- Provided data -

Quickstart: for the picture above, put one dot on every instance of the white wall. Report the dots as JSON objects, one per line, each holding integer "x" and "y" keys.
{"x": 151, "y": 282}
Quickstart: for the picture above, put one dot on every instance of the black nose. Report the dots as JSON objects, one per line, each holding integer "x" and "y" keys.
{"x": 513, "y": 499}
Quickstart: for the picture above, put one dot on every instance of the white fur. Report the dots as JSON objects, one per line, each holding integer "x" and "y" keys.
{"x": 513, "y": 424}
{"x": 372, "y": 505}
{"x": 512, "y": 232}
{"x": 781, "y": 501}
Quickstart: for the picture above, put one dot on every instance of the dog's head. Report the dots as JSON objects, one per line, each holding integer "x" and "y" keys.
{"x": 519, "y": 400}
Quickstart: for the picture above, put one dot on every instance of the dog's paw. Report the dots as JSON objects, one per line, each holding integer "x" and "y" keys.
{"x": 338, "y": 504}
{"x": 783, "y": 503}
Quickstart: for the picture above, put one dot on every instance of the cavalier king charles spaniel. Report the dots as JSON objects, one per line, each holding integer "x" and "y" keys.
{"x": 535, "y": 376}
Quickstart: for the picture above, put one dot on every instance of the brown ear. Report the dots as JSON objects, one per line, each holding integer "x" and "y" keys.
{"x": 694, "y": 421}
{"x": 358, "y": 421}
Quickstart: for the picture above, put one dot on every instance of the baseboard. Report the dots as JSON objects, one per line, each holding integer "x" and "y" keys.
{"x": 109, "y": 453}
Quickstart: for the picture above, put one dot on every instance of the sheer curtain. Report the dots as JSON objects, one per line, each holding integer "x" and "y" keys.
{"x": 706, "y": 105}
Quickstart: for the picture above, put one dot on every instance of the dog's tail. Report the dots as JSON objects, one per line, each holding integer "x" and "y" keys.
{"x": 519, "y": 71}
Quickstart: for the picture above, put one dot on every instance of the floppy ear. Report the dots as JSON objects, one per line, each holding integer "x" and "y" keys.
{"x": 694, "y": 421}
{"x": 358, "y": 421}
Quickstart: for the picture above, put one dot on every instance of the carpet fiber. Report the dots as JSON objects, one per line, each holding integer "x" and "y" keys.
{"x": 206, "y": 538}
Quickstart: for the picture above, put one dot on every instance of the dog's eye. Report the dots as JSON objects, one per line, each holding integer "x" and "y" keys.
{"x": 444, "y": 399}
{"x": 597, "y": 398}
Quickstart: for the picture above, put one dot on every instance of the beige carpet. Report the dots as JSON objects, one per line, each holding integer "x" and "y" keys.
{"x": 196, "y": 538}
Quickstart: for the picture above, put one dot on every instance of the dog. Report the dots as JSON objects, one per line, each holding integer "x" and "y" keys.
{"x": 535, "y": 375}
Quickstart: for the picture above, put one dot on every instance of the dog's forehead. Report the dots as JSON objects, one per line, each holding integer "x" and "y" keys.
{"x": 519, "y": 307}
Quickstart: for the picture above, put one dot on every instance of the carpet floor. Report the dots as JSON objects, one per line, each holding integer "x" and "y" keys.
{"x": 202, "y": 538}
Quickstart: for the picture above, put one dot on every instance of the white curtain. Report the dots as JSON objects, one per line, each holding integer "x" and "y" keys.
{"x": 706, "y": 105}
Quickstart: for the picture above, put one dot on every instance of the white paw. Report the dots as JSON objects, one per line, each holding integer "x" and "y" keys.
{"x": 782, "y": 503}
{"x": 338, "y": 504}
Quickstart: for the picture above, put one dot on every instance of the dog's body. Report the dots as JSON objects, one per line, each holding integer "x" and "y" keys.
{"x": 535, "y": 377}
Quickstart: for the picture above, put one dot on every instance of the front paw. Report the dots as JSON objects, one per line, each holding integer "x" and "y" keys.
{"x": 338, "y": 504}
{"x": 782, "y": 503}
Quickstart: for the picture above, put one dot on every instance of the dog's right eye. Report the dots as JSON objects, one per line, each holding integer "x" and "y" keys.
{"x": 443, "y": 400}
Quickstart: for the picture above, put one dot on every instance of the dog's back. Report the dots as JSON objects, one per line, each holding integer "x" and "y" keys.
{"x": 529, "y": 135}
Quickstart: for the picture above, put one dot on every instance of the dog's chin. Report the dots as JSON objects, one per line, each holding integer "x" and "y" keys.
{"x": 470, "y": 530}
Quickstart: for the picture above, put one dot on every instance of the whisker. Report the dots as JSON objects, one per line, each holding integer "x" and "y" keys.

- Stated problem -
Reproduce, exactly and with nothing added, the lines from the one that includes "the dog's back." through the last line of the material.

- Task result -
Quickstart: for the picture above, put one dot on every instance of the dog's back. Report the dots as JSON objects, one per line, each holding integer "x" and "y" keys.
{"x": 529, "y": 135}
Quickstart: for the picture above, put one dot on every instance of the dog's chin. Report the dots as JSON objects, one per line, each holding integer "x" and "y" keys.
{"x": 470, "y": 530}
Quickstart: for the picture above, put one dot on every instance of the whisker. Report the dots as JSON objects, one per line, each holding integer "x" and "y" keys.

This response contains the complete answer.